● The task:
Below are some records. How many of their lines contain the string "bicycle"? Give the number only.
_ _ _ _ _
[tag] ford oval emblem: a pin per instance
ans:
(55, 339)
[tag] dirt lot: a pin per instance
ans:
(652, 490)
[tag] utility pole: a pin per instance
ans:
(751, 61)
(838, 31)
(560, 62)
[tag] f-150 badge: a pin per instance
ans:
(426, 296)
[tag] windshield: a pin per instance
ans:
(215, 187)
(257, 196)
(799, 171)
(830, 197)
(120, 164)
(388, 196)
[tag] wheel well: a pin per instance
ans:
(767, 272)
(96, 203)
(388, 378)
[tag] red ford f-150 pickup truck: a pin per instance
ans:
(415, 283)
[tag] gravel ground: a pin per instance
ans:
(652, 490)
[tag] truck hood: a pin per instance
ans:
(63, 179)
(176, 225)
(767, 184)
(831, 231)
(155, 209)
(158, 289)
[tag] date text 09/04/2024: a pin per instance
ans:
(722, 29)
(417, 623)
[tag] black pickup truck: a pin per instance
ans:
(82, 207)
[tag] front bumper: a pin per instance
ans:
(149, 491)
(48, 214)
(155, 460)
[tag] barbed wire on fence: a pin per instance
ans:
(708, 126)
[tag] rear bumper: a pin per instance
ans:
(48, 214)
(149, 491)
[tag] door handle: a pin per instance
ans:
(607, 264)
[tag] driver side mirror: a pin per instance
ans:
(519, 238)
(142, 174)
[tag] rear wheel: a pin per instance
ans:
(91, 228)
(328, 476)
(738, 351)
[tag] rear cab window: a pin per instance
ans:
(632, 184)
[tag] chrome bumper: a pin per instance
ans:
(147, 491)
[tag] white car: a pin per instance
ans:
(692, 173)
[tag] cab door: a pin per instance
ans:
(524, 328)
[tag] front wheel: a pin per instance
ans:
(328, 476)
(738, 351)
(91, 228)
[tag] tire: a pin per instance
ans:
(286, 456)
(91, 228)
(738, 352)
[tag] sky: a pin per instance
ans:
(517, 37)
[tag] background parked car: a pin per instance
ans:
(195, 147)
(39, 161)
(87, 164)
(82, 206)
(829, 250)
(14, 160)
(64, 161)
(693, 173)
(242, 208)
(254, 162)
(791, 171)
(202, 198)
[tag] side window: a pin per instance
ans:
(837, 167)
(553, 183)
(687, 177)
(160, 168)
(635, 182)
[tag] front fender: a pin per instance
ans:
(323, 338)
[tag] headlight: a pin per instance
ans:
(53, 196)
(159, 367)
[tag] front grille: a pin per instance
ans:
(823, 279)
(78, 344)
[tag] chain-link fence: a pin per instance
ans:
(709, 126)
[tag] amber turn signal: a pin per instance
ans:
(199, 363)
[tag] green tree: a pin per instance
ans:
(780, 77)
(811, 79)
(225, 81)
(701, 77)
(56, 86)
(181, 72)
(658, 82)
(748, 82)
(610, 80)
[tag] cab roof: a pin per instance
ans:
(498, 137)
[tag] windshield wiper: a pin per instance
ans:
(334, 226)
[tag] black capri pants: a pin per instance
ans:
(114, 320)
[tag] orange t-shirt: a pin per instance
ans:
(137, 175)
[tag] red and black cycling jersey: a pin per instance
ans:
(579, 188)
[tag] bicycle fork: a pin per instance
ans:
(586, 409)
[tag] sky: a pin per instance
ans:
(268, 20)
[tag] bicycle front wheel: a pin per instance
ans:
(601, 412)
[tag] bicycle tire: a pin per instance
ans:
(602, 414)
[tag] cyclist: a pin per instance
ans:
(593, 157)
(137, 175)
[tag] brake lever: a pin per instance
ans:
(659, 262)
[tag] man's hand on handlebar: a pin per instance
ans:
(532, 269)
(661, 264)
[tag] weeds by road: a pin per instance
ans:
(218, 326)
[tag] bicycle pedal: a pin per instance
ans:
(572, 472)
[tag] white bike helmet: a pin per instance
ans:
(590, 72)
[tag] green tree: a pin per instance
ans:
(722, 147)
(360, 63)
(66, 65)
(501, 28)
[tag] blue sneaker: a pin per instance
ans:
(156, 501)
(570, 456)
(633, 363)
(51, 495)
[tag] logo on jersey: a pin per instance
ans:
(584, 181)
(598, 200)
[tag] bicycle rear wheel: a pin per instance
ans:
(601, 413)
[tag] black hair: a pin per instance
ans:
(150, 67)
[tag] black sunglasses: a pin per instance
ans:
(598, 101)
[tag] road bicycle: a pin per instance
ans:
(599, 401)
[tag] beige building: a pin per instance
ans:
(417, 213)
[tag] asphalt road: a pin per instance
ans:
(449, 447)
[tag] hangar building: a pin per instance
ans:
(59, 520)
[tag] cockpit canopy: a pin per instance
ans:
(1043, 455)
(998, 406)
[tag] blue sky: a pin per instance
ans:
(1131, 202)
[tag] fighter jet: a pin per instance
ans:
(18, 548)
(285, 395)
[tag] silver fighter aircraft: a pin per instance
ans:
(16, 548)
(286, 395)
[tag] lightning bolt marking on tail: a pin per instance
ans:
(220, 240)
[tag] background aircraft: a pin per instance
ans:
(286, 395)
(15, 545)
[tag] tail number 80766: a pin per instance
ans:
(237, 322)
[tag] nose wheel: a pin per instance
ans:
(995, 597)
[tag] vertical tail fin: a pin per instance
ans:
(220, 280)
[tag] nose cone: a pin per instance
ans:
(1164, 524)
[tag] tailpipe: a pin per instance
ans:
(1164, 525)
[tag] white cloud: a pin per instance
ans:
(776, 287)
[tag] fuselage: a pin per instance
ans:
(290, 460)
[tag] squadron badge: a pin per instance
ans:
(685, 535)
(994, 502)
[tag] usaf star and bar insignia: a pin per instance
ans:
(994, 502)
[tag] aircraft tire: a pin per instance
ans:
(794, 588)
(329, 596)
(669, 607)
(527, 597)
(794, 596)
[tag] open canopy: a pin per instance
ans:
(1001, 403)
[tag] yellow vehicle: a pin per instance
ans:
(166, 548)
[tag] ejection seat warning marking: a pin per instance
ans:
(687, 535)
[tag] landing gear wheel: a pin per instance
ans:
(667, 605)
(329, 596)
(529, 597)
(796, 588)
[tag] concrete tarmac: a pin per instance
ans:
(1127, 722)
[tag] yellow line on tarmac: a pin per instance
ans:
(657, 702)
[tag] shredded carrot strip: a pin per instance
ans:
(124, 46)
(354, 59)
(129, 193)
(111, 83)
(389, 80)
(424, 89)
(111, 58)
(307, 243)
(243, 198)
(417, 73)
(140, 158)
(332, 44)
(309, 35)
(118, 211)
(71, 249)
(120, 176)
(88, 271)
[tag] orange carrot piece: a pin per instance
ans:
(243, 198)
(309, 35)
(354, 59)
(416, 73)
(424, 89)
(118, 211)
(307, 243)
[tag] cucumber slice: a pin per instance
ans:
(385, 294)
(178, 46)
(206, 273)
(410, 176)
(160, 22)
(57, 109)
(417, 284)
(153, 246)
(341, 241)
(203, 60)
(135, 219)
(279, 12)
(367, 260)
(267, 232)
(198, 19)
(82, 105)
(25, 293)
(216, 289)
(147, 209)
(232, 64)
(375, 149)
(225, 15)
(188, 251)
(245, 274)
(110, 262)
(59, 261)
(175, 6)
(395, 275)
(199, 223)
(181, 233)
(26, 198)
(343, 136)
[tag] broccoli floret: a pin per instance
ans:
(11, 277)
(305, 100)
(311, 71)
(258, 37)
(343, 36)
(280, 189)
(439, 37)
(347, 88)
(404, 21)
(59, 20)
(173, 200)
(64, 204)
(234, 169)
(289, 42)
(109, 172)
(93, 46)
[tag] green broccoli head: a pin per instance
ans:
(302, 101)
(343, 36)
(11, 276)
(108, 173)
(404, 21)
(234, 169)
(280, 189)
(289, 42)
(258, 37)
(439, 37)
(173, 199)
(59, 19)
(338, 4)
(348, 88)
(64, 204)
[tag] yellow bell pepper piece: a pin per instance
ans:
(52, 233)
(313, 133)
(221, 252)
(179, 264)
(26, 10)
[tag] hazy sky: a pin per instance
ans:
_ _ _ _ _
● Your solution:
6